AutoPiff includes 58 rules across 22 categories. See Docs/semantic_rules.md for the full specification and Docs/SEMANTIC_RULES_REFERENCE.md for the technical reference.

| Category | Example Detection | |----------|-------------------| | bounds_check | Added length check before memcpy | | lifetime_fix | Null assignment after ExFreePool | | user_boundary_check | Added ProbeForRead/ProbeForWrite | | int_overflow | Safe math helper usage | | state_hardening | Interlocked refcount operations | | ioctl_input_validation | New size/type checks in dispatch handlers | | pool_type_hardening | Migration to NonPagedPoolNx | | privilege_check | Added SeSinglePrivilegeCheck |

Sink Groups

The rule engine tracks 50+ dangerous API symbols across 8 sink groups:

memory_copy: RtlCopyMemory, memcpy, memmove
pool_alloc: ExAllocatePool, ExAllocatePoolWithTag
pool_free: ExFreePool, ExFreePoolWithTag
user_probe: ProbeForRead, ProbeForWrite
io_sanitization: RtlULongAdd, RtlSizeTMult
exceptions: __try, __except
string_copy: strcpy, wcsncpy
refcounting: InterlockedIncrement/Decrement

Scoring Model

Findings are scored using a configurable model (rules/scoring.yaml):

final_score = semantic_score + reachability_bonus + sink_bonus - penalties

Score Components:

Semantic Score: Rule weight x confidence x category multiplier
Reachability Bonus: IOCTL (+4.0), IRP (+2.5), PnP (+2.0), Internal (+0.5)

**SET PROBLEM**
Continue the AutoPiff rules and scoring documentation above, picking up right after the Reachability Bonus line.

**DATA ROWS**
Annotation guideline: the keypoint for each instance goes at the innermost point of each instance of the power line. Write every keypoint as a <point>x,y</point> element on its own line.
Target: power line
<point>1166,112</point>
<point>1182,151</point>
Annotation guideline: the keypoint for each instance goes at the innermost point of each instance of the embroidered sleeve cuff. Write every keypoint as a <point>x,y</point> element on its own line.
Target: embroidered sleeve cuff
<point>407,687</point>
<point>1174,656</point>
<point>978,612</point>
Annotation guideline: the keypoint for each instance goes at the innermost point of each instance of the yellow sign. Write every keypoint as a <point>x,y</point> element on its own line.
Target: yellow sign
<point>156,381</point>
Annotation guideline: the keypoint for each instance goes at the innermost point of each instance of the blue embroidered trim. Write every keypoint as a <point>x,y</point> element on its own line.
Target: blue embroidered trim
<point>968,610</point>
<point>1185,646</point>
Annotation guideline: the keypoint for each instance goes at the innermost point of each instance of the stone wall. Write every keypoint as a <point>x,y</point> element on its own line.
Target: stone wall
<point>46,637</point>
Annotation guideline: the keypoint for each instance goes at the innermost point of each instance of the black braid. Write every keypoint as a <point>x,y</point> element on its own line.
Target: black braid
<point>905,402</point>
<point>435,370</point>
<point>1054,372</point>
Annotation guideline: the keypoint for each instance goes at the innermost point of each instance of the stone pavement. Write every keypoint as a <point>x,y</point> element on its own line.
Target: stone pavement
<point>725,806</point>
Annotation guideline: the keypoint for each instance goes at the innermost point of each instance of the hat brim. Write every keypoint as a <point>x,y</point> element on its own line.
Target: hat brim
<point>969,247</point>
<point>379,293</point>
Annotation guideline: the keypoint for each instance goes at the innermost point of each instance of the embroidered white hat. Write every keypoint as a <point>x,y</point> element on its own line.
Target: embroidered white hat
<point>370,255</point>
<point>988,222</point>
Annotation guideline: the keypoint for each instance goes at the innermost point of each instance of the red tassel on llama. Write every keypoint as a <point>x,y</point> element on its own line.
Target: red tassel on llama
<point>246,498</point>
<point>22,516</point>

**RESPONSE TO THE EXERCISE**
Sink Bonus: memory_copy (+1.5), user_probe (+1.5), pool_alloc (+1.2)
Penalties: Low matching quality, high noise risk

Gating:

Findings with confidence < 0.45 are dropped
Matching confidence < 0.40 caps score at 3.0

Installation

As Karton Service (Recommended)

git clone https://github.com/splintersfury/AutoPiff.git
cd AutoPiff
docker compose up -d

For the full production stack with MWDB, dashboards, and monitoring, see driver_analyzer.

Standalone Library

pip install pyyaml

from services.karton_patch_differ.rule_engine import SemanticRuleEngine

engine = SemanticRuleEngine('rules/semantic_rules.yaml', 'rules/sinks.yaml')
hits = engine.evaluate(func_name, old_code, new_code, diff_lines)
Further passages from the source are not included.